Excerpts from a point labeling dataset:
■ ■ ■ ■ ■
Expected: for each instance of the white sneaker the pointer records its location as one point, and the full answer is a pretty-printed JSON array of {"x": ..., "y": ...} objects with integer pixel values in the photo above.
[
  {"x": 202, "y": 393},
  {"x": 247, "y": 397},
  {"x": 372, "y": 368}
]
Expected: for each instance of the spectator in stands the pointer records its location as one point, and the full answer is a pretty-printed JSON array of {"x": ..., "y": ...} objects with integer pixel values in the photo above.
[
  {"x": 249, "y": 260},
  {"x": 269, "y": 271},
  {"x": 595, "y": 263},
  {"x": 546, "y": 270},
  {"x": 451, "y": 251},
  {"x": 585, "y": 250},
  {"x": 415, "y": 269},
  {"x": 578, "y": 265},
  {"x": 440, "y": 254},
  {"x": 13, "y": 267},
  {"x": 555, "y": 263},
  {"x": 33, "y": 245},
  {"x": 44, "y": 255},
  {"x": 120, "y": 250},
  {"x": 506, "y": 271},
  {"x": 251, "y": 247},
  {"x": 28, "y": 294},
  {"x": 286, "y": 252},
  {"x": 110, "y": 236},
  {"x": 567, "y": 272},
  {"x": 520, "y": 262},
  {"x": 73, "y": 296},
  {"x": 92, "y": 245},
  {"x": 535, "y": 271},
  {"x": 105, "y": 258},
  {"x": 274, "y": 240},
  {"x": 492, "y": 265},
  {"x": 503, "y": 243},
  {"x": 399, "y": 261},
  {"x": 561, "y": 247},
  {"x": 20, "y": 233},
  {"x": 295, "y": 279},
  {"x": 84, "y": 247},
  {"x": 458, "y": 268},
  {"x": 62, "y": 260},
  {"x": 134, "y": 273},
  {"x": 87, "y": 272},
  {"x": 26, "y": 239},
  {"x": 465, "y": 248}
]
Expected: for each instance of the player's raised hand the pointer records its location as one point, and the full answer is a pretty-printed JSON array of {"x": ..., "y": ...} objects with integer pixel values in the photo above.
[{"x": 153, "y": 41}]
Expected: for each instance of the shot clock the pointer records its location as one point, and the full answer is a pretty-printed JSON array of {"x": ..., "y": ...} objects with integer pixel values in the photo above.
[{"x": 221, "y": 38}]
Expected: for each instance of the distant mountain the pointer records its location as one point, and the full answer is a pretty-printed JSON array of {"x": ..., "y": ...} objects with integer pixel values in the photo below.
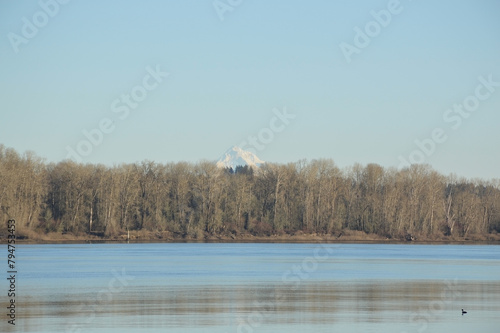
[{"x": 235, "y": 156}]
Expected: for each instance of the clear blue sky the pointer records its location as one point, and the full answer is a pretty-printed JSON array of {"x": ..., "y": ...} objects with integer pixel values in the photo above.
[{"x": 227, "y": 76}]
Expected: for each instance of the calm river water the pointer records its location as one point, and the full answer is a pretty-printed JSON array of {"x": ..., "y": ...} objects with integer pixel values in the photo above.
[{"x": 195, "y": 287}]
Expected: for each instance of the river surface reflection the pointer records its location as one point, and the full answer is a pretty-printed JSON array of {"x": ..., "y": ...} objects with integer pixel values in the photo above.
[{"x": 192, "y": 287}]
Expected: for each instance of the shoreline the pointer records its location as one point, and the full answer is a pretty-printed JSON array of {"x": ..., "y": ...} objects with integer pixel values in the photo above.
[{"x": 168, "y": 237}]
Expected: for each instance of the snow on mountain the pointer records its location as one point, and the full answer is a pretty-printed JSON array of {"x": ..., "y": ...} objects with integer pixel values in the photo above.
[{"x": 235, "y": 156}]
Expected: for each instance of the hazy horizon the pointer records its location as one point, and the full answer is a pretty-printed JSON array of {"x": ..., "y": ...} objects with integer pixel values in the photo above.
[{"x": 385, "y": 82}]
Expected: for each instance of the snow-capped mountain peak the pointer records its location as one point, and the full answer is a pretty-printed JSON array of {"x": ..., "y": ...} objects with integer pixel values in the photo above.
[{"x": 235, "y": 156}]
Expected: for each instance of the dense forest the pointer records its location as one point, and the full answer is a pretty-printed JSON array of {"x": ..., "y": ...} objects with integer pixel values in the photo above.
[{"x": 198, "y": 200}]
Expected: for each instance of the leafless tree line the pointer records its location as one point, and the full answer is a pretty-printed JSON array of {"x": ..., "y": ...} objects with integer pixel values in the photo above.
[{"x": 199, "y": 199}]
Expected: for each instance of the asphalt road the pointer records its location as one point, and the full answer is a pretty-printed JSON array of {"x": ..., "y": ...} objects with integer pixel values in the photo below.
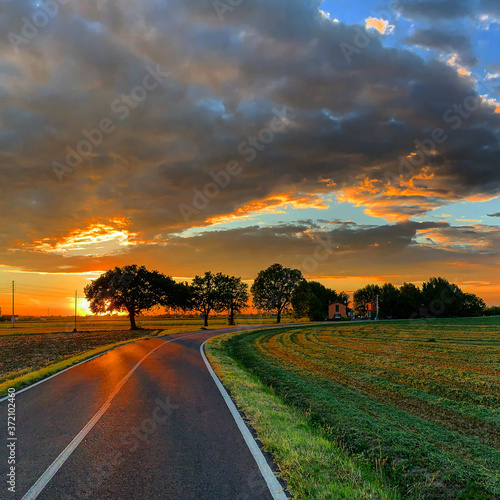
■ ■ ■ ■ ■
**WORK TO COMPLETE**
Repeat all of the items above verbatim, leaving out the pictures.

**ANSWER TO THIS EXERCISE**
Expected: for each instance of the white sneaker the pointer records its location as one point, and the full answer is a pretty-printed JSON array of {"x": ..., "y": ...} objects with integer pixel values in the photo above.
[
  {"x": 202, "y": 393},
  {"x": 247, "y": 397},
  {"x": 372, "y": 368}
]
Expected: for each instance of the spectator in stands the pointer records its location as one point, and the full answer is a pretty-printed JSON array of {"x": ..., "y": ...} objects with integer pixel values in the photo above.
[
  {"x": 249, "y": 260},
  {"x": 269, "y": 271},
  {"x": 595, "y": 263},
  {"x": 546, "y": 270},
  {"x": 451, "y": 251},
  {"x": 585, "y": 250},
  {"x": 415, "y": 269},
  {"x": 578, "y": 265},
  {"x": 440, "y": 254},
  {"x": 13, "y": 267},
  {"x": 555, "y": 263},
  {"x": 33, "y": 245},
  {"x": 44, "y": 255},
  {"x": 120, "y": 250},
  {"x": 506, "y": 271},
  {"x": 251, "y": 247},
  {"x": 28, "y": 294},
  {"x": 286, "y": 252},
  {"x": 110, "y": 236},
  {"x": 567, "y": 272},
  {"x": 520, "y": 262},
  {"x": 73, "y": 296},
  {"x": 92, "y": 245},
  {"x": 535, "y": 271},
  {"x": 105, "y": 258},
  {"x": 274, "y": 240},
  {"x": 492, "y": 265},
  {"x": 503, "y": 243},
  {"x": 399, "y": 261},
  {"x": 561, "y": 247},
  {"x": 20, "y": 233},
  {"x": 295, "y": 279},
  {"x": 84, "y": 247},
  {"x": 458, "y": 268},
  {"x": 62, "y": 260},
  {"x": 134, "y": 273},
  {"x": 87, "y": 272},
  {"x": 26, "y": 239},
  {"x": 465, "y": 248}
]
Expected: for each instance of the player's raised hand the pointer records its location as one point, and the full answer is a pretty-printed JSON array of {"x": ..., "y": ...} objects with integer pixel values in the photo above.
[{"x": 153, "y": 41}]
Expected: for each instance of the shot clock the pointer records its location as one point, and the full answer is a pretty-printed JSON array of {"x": ..., "y": ...} objects with integer pixel values in the photo above.
[{"x": 221, "y": 38}]
Expected: for each instance of the distant mountain the pointer records its location as one point, and the full answer is a pretty-printed JSON array of {"x": ..., "y": ...} objects with integer pixel values in the photo below.
[{"x": 235, "y": 156}]
Expected: for each instance of the clear blue sky the pointer records its location as one point, and the full answer is a pretty-printed JSON array of {"x": ..., "y": ...} objects with integer pixel values in the photo above.
[{"x": 227, "y": 76}]
Expected: for each instance of the calm river water the pointer records its location as one point, and the full answer is a pretty-printed JSON array of {"x": ..., "y": ...} objects with integer pixel values in the photo above.
[{"x": 195, "y": 287}]
Expected: for each instance of the river surface reflection the pointer records its location as one point, and the full answer is a pretty-printed JSON array of {"x": ..., "y": ...} objects with integer pixel values in the photo above.
[{"x": 192, "y": 287}]
Expected: for each instance of the shoreline the pointer records its location as one point, and the full answer is a pretty-printed JSON array of {"x": ..., "y": ...} objects with integer pixel values in the photo above.
[{"x": 168, "y": 237}]
Expected: for each instance of the snow on mountain the pointer records its location as one point, and the full answer is a pretty-printed JSON array of {"x": ..., "y": ...} objects with integer pixel values in the photo above.
[{"x": 235, "y": 156}]
Expected: for each instance of the hazy horizon the pointer records its location as one point, and the full answer is a pretty-printed JSON array of {"x": ..., "y": ...} objects with integer pixel values in the photo above.
[{"x": 385, "y": 82}]
Expected: for each instance of the snow-capped mountain peak the pointer records its location as one point, and the full answer is a pretty-printed JSON array of {"x": ..., "y": ...} objects with integer pixel values in the photo above.
[{"x": 235, "y": 156}]
Expected: for each instance of the dense forest the pointer records its location as one point, and the full answer is a pretty-printed JSON array of {"x": ..., "y": ...} objects with integer pixel values in the photo above.
[{"x": 198, "y": 200}]
Expected: for each instance of the leafless tree line the pointer records its location as one point, and the full answer is a pretty-printed JSON array of {"x": ..., "y": ...} objects with integer pixel values in the photo above.
[{"x": 199, "y": 199}]
Expected: for each instance of the asphalt road the pointer records its location as one point, and the full answer is a pretty-printed JSON array of {"x": ..., "y": ...} objects with integer pixel values in the photo below.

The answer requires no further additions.